> **Work to complete**
Which lines in the records below contain the string "person"? Gather every one of them and copy each line in full.

(Boundary annotation records)
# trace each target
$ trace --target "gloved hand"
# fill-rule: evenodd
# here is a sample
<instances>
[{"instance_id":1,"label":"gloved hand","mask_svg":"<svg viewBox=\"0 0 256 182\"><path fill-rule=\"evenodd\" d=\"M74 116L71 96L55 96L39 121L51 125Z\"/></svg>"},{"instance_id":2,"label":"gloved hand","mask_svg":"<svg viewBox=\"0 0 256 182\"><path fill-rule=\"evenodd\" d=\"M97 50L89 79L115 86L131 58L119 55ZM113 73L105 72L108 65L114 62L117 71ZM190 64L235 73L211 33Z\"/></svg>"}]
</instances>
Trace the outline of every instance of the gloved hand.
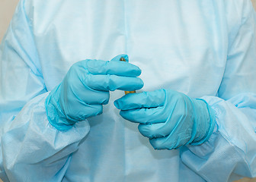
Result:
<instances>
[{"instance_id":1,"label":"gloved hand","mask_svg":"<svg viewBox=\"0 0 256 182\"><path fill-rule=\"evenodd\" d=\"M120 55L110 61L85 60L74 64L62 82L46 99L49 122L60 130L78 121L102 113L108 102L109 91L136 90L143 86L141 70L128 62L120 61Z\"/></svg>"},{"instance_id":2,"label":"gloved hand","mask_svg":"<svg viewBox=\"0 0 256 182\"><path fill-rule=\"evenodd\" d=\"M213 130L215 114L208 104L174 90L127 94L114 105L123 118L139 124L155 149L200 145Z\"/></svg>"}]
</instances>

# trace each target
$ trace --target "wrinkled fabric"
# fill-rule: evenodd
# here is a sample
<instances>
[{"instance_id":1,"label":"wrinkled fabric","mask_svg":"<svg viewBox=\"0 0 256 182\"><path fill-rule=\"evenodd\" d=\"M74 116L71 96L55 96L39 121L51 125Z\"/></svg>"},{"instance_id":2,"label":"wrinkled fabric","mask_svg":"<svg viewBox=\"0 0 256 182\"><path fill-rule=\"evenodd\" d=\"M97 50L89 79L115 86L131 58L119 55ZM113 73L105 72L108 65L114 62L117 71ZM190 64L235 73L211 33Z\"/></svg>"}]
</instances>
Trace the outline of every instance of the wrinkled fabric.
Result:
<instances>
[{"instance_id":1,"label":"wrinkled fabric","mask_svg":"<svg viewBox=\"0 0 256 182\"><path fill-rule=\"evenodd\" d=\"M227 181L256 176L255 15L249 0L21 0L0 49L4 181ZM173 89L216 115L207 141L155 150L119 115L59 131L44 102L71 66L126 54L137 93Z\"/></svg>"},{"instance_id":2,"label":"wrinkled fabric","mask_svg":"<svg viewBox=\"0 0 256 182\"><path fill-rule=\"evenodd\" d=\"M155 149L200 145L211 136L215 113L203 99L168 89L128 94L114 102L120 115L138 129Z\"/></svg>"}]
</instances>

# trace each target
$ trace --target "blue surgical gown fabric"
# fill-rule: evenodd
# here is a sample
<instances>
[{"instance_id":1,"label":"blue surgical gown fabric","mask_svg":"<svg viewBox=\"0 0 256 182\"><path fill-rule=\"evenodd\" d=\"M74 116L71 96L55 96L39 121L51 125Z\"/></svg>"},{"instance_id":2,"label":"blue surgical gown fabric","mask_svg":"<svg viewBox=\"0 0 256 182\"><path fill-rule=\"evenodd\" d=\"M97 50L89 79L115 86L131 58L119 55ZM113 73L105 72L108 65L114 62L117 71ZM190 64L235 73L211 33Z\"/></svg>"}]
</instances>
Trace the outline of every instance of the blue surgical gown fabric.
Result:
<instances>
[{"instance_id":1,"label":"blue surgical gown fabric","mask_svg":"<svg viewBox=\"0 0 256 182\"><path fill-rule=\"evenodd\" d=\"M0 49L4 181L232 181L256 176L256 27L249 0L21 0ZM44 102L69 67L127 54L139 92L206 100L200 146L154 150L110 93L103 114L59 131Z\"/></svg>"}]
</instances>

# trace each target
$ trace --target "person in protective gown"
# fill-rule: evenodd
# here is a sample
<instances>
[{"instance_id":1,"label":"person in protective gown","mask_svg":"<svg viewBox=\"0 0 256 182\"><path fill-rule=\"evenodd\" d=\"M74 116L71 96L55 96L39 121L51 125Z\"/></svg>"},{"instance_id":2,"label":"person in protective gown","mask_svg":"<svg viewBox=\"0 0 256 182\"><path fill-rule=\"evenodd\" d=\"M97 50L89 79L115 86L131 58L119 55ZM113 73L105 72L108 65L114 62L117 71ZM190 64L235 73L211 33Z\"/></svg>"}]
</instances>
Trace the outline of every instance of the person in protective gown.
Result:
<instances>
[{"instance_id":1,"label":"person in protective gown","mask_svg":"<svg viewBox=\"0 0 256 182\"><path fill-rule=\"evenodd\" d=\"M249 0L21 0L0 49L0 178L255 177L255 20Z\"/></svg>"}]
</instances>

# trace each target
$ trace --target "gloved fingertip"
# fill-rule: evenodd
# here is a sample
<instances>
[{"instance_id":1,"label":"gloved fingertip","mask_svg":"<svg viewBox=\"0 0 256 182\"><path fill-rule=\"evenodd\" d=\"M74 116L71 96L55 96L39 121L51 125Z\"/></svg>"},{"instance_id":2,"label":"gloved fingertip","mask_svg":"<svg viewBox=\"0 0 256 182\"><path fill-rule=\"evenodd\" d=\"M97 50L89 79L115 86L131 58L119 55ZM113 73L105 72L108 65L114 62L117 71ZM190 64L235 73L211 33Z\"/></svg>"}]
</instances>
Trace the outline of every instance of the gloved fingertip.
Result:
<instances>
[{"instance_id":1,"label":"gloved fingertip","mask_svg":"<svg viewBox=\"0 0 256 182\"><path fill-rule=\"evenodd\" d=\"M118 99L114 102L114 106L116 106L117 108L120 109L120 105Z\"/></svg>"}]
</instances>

---

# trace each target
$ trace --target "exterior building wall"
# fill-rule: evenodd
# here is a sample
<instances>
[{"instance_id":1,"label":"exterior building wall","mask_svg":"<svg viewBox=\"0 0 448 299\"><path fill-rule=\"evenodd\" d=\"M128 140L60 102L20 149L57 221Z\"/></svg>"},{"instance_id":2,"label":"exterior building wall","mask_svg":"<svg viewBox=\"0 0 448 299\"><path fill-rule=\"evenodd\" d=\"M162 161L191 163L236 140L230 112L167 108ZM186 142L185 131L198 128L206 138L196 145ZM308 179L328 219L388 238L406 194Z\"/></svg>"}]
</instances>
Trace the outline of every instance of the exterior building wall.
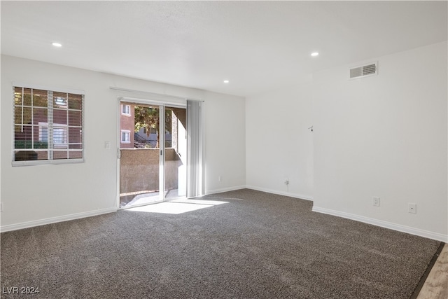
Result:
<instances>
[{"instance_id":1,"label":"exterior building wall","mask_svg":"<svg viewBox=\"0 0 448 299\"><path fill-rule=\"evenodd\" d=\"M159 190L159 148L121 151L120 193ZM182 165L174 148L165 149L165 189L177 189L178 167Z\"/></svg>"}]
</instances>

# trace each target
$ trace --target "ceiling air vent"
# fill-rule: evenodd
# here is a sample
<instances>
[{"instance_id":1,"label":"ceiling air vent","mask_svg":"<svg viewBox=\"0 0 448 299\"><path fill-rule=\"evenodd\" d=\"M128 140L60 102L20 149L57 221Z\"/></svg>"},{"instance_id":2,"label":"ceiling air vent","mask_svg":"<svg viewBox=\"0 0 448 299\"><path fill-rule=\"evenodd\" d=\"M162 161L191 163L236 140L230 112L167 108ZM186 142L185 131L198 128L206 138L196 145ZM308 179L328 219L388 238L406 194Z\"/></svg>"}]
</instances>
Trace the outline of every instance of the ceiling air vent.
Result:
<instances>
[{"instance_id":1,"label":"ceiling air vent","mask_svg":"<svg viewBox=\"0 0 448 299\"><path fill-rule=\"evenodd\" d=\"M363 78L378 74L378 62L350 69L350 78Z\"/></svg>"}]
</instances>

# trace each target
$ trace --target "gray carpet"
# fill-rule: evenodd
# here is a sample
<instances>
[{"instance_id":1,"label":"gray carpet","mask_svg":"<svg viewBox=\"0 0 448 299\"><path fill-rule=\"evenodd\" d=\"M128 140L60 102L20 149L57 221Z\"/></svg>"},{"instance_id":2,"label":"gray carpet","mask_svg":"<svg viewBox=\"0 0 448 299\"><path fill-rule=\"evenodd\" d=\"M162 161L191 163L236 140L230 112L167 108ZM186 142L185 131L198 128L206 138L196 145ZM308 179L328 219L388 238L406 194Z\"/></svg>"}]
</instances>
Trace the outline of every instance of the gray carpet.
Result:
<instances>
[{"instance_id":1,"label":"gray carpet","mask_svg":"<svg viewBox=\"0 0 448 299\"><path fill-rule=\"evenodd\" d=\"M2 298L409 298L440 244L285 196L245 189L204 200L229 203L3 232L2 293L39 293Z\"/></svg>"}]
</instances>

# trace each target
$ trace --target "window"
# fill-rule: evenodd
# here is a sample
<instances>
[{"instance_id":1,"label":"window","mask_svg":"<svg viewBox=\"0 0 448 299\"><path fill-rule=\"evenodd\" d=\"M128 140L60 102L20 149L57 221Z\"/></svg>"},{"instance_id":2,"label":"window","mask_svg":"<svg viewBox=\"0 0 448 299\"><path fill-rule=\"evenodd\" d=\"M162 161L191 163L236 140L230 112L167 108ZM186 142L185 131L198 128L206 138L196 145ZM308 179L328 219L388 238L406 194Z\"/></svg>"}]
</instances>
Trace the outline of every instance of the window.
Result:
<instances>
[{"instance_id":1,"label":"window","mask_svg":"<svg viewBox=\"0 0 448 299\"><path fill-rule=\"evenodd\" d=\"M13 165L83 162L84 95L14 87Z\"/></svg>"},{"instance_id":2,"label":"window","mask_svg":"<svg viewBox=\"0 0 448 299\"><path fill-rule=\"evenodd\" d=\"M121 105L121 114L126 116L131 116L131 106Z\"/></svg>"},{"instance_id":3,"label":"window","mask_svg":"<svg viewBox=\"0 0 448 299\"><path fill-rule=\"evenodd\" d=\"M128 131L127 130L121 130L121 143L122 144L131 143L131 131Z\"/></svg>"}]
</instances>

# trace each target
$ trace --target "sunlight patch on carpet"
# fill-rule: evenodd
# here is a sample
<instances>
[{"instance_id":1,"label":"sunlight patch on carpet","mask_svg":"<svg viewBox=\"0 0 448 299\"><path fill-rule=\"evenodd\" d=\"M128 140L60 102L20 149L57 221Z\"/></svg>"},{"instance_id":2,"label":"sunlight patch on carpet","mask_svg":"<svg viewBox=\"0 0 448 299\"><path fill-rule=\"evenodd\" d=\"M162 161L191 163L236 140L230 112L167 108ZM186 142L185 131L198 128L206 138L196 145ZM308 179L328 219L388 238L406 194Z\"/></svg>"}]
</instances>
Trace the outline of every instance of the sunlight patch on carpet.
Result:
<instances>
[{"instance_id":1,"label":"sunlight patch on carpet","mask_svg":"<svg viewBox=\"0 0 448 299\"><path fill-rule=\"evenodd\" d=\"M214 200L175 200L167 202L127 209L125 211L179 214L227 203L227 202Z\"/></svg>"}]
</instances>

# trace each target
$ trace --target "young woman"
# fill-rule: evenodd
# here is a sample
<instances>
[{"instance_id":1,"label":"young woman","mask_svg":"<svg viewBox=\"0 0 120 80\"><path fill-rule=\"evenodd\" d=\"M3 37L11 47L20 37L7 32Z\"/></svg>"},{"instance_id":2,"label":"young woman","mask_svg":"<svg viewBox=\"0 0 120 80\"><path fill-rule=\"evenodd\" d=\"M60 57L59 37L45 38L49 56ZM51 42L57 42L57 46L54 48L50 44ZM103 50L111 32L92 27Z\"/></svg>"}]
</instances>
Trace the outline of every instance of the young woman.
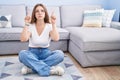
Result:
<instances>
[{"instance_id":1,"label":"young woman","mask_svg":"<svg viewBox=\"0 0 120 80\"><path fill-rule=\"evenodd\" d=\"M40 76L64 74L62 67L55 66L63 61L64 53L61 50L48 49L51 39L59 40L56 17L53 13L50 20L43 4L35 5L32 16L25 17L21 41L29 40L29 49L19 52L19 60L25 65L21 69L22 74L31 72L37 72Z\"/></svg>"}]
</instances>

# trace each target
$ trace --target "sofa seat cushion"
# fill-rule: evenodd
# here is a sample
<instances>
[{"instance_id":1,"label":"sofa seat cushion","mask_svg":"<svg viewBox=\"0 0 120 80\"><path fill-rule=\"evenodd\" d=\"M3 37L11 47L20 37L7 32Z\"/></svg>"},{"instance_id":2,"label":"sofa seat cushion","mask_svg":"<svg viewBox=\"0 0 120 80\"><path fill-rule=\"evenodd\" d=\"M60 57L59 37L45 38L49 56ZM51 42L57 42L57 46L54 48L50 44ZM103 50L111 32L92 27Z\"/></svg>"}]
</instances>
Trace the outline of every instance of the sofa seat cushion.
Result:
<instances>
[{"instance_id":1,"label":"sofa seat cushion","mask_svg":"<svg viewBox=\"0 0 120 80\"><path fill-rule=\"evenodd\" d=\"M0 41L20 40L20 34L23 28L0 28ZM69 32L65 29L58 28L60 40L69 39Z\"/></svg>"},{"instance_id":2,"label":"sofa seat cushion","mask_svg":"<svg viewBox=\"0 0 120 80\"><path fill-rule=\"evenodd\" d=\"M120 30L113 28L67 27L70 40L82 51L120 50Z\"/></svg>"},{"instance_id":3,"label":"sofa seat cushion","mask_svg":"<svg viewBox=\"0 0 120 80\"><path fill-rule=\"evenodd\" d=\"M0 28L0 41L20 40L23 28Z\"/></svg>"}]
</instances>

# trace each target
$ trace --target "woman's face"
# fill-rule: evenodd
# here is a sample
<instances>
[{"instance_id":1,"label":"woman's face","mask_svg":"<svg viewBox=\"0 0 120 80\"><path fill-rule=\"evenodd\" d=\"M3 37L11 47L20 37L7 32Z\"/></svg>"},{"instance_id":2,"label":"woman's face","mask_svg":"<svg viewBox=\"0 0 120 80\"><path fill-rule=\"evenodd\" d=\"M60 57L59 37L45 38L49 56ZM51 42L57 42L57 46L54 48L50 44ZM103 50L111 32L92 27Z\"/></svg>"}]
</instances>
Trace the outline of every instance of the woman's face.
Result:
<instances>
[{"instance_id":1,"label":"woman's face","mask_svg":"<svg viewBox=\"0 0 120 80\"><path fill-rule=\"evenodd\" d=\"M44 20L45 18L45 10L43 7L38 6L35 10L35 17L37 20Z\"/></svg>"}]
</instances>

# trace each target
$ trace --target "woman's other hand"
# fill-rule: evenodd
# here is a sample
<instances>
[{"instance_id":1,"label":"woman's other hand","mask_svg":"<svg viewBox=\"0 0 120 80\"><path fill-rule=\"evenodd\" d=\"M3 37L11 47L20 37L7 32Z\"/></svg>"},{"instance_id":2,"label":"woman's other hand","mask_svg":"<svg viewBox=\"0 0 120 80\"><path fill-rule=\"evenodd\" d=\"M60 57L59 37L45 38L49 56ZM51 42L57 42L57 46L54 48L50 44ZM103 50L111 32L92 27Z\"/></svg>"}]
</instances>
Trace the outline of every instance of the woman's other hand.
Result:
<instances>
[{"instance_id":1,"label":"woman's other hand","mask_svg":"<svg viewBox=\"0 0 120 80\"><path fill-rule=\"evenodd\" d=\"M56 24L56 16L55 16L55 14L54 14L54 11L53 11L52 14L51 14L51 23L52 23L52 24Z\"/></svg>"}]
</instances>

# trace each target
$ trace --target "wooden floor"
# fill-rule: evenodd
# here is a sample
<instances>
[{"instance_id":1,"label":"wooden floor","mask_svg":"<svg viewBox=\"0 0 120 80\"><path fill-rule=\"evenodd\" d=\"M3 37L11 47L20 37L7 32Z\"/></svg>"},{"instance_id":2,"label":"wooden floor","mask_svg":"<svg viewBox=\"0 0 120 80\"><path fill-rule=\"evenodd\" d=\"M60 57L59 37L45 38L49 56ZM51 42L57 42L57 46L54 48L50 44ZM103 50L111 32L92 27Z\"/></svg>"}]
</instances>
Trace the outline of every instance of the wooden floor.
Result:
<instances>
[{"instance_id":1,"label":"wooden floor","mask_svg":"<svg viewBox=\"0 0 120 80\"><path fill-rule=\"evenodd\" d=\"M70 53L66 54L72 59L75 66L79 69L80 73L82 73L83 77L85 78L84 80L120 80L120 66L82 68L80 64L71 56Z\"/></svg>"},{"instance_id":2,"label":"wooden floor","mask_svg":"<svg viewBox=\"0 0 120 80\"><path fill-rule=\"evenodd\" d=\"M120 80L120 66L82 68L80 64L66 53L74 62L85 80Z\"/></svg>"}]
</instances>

> **Response to this task**
$ trace --target "person in protective gown"
[{"instance_id":1,"label":"person in protective gown","mask_svg":"<svg viewBox=\"0 0 256 182\"><path fill-rule=\"evenodd\" d=\"M74 116L71 96L55 96L39 121L51 125Z\"/></svg>"},{"instance_id":2,"label":"person in protective gown","mask_svg":"<svg viewBox=\"0 0 256 182\"><path fill-rule=\"evenodd\" d=\"M97 50L89 79L115 86L131 58L119 55ZM113 73L105 72L108 65L114 62L117 71ZM190 64L235 73L211 33Z\"/></svg>"}]
Trace the outline of every instance of the person in protective gown.
[{"instance_id":1,"label":"person in protective gown","mask_svg":"<svg viewBox=\"0 0 256 182\"><path fill-rule=\"evenodd\" d=\"M249 0L21 0L0 49L0 178L255 177L255 20Z\"/></svg>"}]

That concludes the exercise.